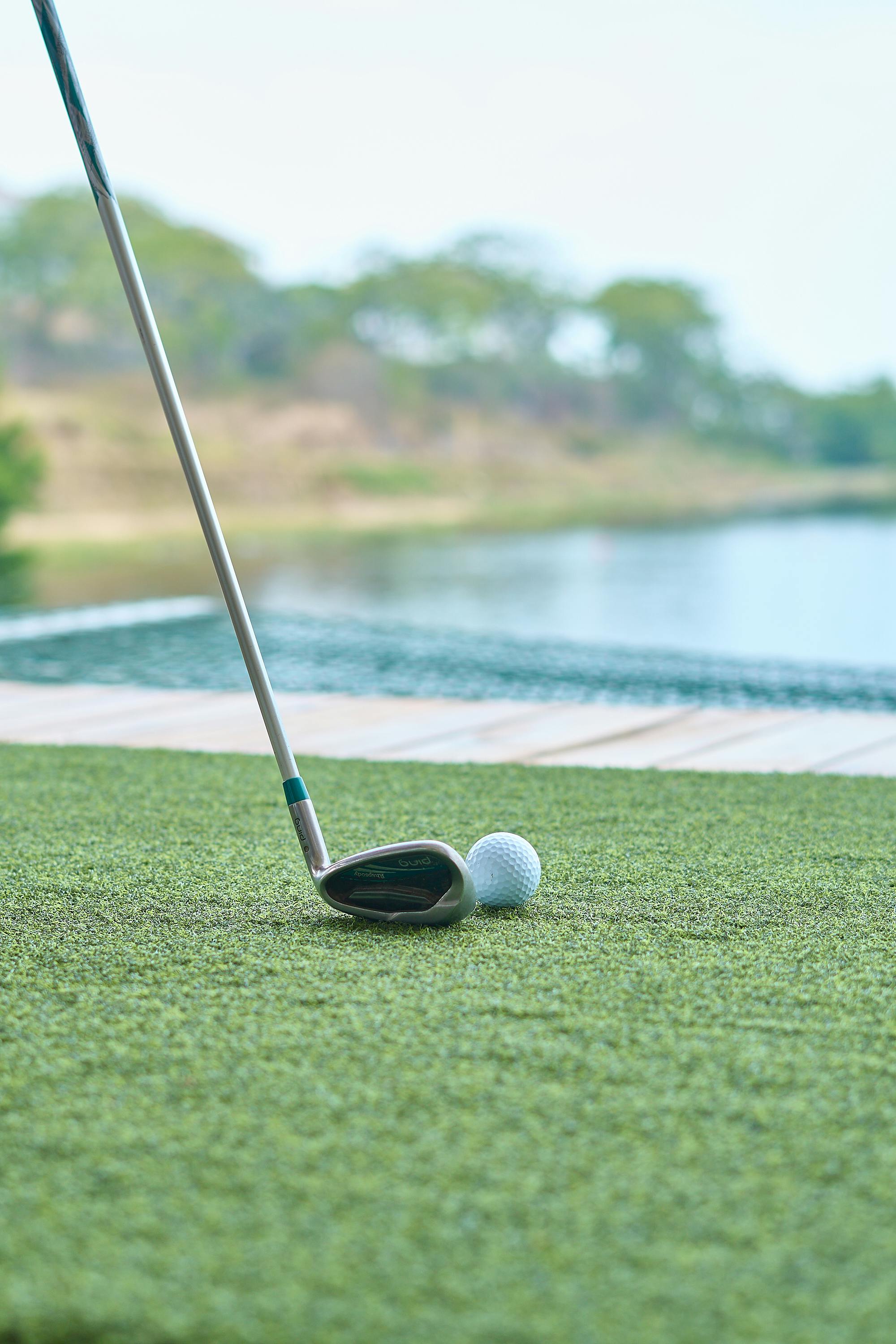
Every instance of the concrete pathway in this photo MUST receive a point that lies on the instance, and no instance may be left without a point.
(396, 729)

==

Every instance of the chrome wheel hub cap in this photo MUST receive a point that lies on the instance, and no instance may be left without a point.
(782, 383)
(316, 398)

---

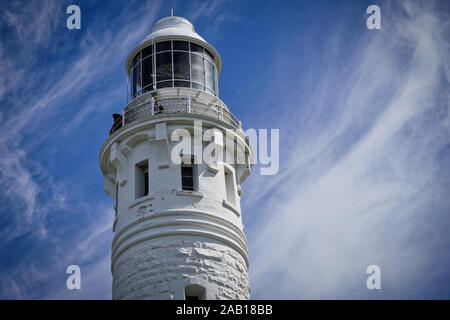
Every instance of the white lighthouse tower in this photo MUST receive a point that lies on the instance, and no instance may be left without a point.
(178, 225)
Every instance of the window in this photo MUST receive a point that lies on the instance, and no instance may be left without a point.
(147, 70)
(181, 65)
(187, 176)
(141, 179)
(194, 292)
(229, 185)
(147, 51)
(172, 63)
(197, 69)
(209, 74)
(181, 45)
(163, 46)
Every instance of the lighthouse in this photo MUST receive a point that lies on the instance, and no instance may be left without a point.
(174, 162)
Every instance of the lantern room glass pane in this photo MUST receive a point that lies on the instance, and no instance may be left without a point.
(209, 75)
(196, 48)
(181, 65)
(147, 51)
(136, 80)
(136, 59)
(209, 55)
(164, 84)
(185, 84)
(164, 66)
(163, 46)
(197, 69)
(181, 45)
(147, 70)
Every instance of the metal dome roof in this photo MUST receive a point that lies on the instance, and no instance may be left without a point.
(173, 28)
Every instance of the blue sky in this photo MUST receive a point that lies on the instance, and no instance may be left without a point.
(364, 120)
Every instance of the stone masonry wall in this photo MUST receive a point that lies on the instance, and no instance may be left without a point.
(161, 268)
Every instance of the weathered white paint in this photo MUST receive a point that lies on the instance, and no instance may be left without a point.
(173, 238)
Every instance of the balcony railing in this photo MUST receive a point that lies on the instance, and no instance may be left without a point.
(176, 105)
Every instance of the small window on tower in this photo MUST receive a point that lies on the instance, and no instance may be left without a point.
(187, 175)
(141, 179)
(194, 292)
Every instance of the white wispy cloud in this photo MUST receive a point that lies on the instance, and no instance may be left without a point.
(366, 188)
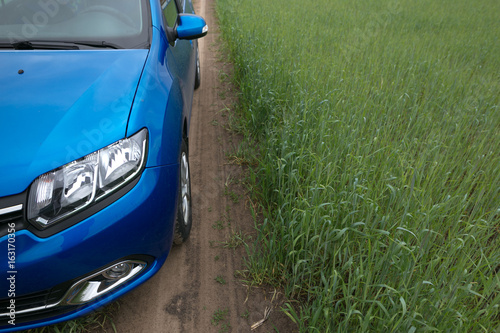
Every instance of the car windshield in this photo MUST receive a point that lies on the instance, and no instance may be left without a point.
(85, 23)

# [STATED GOAL]
Pull out each line of the records above that contains the string "window", and treat uppercase and lowercase as different.

# [TASK SOLUTION]
Every instance of the window in this photo MUST receive a point that lies on the instance, and no instance may be left without a point.
Every instance of the small window on tower in this photo MUST receive a point that lies on the instance, and no instance may be left without a point.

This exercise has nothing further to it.